--- START OF Data records ---
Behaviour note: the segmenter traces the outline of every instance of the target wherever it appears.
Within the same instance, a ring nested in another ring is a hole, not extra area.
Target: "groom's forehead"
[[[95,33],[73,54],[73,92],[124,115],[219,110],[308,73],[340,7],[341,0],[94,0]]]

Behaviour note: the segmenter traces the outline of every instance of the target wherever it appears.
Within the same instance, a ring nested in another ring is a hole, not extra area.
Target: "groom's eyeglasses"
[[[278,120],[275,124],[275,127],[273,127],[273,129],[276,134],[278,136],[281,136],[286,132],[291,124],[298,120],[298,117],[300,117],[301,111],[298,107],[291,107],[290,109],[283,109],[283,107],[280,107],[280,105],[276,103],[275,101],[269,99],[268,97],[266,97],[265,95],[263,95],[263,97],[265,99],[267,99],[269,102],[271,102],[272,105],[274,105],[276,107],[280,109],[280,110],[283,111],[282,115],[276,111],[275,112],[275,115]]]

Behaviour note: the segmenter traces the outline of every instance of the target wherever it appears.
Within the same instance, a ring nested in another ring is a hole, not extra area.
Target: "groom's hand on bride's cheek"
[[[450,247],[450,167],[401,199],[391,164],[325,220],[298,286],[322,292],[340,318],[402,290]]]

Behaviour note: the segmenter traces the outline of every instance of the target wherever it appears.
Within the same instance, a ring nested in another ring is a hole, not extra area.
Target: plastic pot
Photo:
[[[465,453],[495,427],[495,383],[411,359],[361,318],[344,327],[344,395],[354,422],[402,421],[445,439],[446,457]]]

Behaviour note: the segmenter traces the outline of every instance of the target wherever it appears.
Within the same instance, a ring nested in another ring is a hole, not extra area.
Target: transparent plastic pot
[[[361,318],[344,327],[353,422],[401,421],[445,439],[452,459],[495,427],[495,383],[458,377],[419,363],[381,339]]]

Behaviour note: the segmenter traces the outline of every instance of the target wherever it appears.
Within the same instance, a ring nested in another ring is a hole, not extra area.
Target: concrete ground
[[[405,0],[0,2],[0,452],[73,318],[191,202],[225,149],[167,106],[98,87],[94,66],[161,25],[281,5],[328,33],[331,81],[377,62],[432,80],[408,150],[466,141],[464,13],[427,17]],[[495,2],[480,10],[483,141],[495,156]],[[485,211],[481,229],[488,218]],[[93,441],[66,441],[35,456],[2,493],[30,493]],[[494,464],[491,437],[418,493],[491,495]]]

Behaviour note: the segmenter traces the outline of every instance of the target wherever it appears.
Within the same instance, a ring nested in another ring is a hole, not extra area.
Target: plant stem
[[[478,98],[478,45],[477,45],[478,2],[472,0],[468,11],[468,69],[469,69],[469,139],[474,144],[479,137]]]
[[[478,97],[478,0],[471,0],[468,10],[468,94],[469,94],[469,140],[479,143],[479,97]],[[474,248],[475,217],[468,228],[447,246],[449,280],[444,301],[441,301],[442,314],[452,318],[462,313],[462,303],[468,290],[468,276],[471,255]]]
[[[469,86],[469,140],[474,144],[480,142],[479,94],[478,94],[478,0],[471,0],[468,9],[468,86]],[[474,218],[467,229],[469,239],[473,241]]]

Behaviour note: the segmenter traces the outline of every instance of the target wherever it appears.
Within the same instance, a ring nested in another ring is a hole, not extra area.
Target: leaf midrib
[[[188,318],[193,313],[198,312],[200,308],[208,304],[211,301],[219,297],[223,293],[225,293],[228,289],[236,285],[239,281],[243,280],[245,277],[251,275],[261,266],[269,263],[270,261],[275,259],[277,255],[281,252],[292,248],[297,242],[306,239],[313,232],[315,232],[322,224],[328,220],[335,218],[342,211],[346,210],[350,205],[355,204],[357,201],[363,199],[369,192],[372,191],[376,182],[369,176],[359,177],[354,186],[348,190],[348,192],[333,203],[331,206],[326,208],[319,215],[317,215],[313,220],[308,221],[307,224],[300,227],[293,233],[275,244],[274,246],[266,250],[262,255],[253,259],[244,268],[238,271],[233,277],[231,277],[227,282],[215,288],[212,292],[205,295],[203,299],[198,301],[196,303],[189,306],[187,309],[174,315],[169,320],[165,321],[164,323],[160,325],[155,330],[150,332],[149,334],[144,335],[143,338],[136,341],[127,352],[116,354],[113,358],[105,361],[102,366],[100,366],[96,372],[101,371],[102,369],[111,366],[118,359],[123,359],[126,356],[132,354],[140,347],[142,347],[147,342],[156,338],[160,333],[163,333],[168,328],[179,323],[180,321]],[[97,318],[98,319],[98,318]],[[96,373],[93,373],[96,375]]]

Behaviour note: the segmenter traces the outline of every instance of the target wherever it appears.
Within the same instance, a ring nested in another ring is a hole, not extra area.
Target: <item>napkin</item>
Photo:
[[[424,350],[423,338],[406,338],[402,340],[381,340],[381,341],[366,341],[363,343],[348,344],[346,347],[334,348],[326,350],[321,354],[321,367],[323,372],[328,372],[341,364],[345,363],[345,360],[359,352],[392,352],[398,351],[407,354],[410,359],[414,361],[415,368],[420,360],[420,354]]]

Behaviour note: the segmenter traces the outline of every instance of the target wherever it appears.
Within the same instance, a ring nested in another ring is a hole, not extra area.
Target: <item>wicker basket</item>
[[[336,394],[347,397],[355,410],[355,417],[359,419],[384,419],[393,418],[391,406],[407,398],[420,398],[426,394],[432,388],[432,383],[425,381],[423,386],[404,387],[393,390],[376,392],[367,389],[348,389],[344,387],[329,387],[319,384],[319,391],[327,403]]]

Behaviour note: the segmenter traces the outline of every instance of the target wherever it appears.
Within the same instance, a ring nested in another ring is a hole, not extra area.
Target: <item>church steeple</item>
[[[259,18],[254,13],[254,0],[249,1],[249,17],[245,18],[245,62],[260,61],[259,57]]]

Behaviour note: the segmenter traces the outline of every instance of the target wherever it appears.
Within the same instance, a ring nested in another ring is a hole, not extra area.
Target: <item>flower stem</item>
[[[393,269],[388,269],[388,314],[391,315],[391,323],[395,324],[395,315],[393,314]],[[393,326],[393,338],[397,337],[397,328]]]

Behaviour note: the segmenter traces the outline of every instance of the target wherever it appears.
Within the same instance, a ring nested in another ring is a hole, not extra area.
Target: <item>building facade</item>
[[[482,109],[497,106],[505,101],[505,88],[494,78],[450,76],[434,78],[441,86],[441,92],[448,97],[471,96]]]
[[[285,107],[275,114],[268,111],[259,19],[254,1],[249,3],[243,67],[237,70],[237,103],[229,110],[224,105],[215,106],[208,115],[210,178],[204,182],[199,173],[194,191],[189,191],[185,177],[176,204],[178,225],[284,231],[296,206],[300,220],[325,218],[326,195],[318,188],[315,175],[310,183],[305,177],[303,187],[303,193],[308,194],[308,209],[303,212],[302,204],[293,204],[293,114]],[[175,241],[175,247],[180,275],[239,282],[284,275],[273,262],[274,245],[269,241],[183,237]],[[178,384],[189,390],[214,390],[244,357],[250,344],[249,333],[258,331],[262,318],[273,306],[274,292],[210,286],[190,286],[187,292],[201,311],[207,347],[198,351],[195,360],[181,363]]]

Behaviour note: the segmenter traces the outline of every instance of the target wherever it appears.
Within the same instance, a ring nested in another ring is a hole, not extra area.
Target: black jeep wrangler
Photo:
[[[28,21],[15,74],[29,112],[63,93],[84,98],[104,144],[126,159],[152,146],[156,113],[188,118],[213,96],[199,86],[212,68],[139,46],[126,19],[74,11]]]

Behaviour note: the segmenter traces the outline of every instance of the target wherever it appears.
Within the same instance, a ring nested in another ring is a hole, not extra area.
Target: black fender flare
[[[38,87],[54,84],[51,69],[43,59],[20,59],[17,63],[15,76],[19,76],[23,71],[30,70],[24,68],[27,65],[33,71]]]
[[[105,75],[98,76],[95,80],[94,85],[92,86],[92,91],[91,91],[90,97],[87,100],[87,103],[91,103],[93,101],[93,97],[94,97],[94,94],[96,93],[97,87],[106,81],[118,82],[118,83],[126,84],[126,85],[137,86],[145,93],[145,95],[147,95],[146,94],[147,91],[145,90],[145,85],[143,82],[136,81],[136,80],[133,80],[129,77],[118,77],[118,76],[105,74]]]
--- END OF Data records ---
> Work required
Gather every line above that contains the string "plastic", and copy each of those lines in full.

> Reply
Target: plastic pot
Target: transparent plastic pot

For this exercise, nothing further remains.